start Records supplied

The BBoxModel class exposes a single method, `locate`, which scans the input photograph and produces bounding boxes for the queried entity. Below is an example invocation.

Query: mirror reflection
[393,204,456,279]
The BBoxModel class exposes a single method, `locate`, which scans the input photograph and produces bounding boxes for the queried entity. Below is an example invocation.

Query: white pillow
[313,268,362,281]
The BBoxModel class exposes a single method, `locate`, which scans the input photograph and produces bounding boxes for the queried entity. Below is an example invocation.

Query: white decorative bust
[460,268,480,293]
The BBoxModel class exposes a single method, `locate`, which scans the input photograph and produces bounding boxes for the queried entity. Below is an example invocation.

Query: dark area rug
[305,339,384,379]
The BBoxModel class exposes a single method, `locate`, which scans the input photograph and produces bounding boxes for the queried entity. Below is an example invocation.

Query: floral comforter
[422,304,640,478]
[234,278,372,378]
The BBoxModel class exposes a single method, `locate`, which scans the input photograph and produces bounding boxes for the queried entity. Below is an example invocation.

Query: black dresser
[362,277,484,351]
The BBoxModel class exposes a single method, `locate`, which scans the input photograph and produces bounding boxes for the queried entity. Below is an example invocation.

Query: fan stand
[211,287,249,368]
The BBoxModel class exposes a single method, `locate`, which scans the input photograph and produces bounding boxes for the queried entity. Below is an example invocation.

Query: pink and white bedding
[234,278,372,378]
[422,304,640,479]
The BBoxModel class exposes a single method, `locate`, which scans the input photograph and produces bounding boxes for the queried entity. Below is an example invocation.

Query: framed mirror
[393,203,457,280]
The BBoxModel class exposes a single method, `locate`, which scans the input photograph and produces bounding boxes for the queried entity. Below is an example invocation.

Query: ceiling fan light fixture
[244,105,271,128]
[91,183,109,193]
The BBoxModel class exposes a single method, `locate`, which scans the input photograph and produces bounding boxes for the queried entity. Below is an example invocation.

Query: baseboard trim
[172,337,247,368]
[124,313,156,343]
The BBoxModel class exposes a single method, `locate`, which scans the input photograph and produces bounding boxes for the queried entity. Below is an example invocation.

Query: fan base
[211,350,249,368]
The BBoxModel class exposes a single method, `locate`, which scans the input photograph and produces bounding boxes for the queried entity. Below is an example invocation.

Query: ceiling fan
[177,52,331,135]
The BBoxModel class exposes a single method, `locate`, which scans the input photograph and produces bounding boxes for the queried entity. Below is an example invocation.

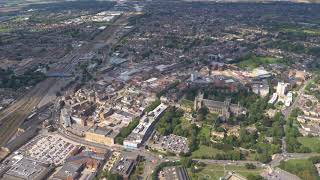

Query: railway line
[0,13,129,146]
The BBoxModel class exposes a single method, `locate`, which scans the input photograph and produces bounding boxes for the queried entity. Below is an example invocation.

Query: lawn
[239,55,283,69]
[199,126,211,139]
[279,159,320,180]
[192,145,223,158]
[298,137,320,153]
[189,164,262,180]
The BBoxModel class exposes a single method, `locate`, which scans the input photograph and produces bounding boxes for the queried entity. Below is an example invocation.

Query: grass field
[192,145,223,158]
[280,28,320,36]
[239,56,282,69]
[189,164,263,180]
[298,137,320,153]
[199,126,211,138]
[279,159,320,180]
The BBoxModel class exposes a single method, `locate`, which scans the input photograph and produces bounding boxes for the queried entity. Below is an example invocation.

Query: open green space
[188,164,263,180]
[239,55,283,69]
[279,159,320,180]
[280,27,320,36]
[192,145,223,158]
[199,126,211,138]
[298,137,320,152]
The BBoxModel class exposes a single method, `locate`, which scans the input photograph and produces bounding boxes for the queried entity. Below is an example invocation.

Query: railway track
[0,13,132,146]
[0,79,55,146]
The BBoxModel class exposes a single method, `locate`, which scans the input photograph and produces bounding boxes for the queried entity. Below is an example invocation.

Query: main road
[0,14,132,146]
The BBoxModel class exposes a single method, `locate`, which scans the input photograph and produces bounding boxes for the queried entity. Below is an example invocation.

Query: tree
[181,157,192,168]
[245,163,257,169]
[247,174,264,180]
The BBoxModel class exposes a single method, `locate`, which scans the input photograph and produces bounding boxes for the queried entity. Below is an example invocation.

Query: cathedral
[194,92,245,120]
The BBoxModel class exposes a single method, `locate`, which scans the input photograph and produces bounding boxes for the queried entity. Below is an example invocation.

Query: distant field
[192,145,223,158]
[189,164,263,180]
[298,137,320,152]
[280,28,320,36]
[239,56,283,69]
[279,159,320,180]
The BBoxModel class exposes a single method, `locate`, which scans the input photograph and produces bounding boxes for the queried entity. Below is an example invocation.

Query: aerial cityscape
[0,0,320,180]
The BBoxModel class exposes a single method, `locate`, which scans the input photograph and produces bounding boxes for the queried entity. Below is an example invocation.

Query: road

end Records supplied

* **Task**: Present the material above as a numbered list, leaving out any blank lines and including no pictures in your answer.

* **Task output**:
1. The BBoxModel class exposes a single method, `locate`, which scans the input photograph and produces bounding boxes for the queried entity. Below is an example invocation.
2. Query: mirror reflection
3. [393,204,456,279]
4. The BBoxModel class exposes a single method, `locate`, which scans the input photograph and produces bounding boxes for the queried entity. Below is an example invocation.
5. Query: white pillow
6. [313,268,362,281]
7. The BBoxModel class exposes a single method, `locate`, which scans the input photograph and produces bounding boxes for the queried entity. Below is an example invocation.
8. Query: white decorative bust
9. [460,268,480,293]
10. The BBoxModel class exposes a single method, `locate`, which scans the input photograph and produces bounding boxes for the queried entity. Below is an example invocation.
11. Query: dark area rug
12. [305,339,384,379]
13. The BBoxModel class exposes a single method, `locate`, which scans the input photograph and produces bounding boxes for the queried entity. Below is an example invocation.
14. Query: floral comforter
15. [422,304,640,478]
16. [234,278,372,378]
17. The BBoxModel class exposes a single method, `locate`, which scans the input photograph and produces bounding boxes for the queried entity. Below is an example invocation.
18. Query: black dresser
19. [362,277,484,351]
20. The BBoxModel class exposes a single method, `locate`, which scans the input photograph and produces bounding boxes for the queried entity. Below is an example invocation.
21. Query: fan stand
22. [211,287,249,368]
23. The BBoxModel class exposes a single method, `locate`, which scans the input photograph and produces bounding boxes for the queried entity. Below is an example invocation.
24. Query: pink and white bedding
25. [234,278,372,378]
26. [422,304,640,479]
27. The BBoxModel class exposes a single method, `locate`, which scans the input photograph and produces bounding boxes for the queried entity. Below is an example invocation.
28. Query: framed mirror
29. [393,203,457,280]
30. The BBoxModel class exposes a single method, `locate`, which scans the input photograph and produces bounding boxes for the queried entity. Below is an example invocation.
31. Query: ceiling fan light fixture
32. [244,105,271,128]
33. [91,183,109,193]
34. The BBoxModel class exposes a single method, `locate`, which scans the input photograph and produces bounding boxes for the queried entity. Below is an example invocation.
35. Query: baseboard trim
36. [172,337,247,368]
37. [124,313,156,343]
38. The BBoxModel class exposes a single method, `locate`, which scans the input photograph and produces bounding boxes for the queried entity. Below is an example invocation.
39. Query: fan base
40. [211,350,249,368]
41. The BBoxModel class exposes a single method, `locate`, which scans the input photograph and produces bounding boxes for the queried entity. Below is an example invocation.
42. Query: ceiling fan
43. [177,52,331,135]
44. The BBoxModel class exposes a single method, `locate`, which scans the input photograph and produces bounding boxes for the queried entity. Below is an example invocation.
45. Query: railway line
46. [0,13,129,146]
47. The BBoxModel class exposes a single method, `locate`, which scans the input photograph and produces bounding boxes for the queried entity. Below is an example invocation.
48. Query: lawn
49. [239,55,283,69]
50. [199,126,211,139]
51. [279,159,320,180]
52. [192,145,223,158]
53. [298,137,320,153]
54. [189,164,262,180]
55. The BBoxModel class exposes a single method, `locate`, which scans the input photograph and produces bounding boxes for the queried entity. Below is an example invocation.
56. Query: grass field
57. [192,145,223,158]
58. [280,28,320,36]
59. [239,56,282,69]
60. [189,164,263,180]
61. [298,137,320,153]
62. [199,126,211,138]
63. [279,159,320,180]
64. The BBoxModel class exposes a single method, `locate`, which scans the input photograph and produces bounding boxes for the queried entity. Below is an example invocation.
65. Query: open green space
66. [188,164,263,180]
67. [239,55,283,69]
68. [279,159,320,180]
69. [280,27,320,36]
70. [192,145,223,158]
71. [199,126,211,138]
72. [298,137,320,152]
73. The BBoxModel class exposes a single method, `locate`, which scans the input photograph and produces bounding boxes for the queried entity. Below is an example invocation.
74. Query: railway track
75. [0,13,132,146]
76. [0,79,55,146]
77. The BBoxModel class exposes a single method, `locate`, which scans the input photograph and produces bounding boxes for the queried entity. Below is an example invocation.
78. Query: main road
79. [0,14,132,146]
80. The BBoxModel class exposes a single method, `locate`, which scans the input photograph and produces bounding boxes for the queried entity. Below is an example invocation.
81. Query: tree
82. [181,157,192,168]
83. [245,163,257,169]
84. [247,174,264,180]
85. The BBoxModel class exposes a single method, `locate`, which scans the input photograph and produces bounding boxes for the queried entity. Below is an example invocation.
86. Query: cathedral
87. [194,92,245,120]
88. The BBoxModel class exposes a single method, `locate`, which scans the input photograph and produces bounding boxes for the queried entity. Below is an example invocation.
89. Query: distant field
90. [192,145,223,158]
91. [189,164,263,180]
92. [298,137,320,152]
93. [280,28,320,36]
94. [239,56,283,69]
95. [279,159,320,180]
96. The BBoxModel class exposes a single method, `locate`, which scans the input photograph and produces bounding boxes for the queried entity. Below is an example invocation.
97. Query: aerial cityscape
98. [0,0,320,180]
99. The BBoxModel class exposes a single method, `locate`, which scans the input photograph and produces bounding boxes for the queried entity. Below is an example invocation.
100. Query: road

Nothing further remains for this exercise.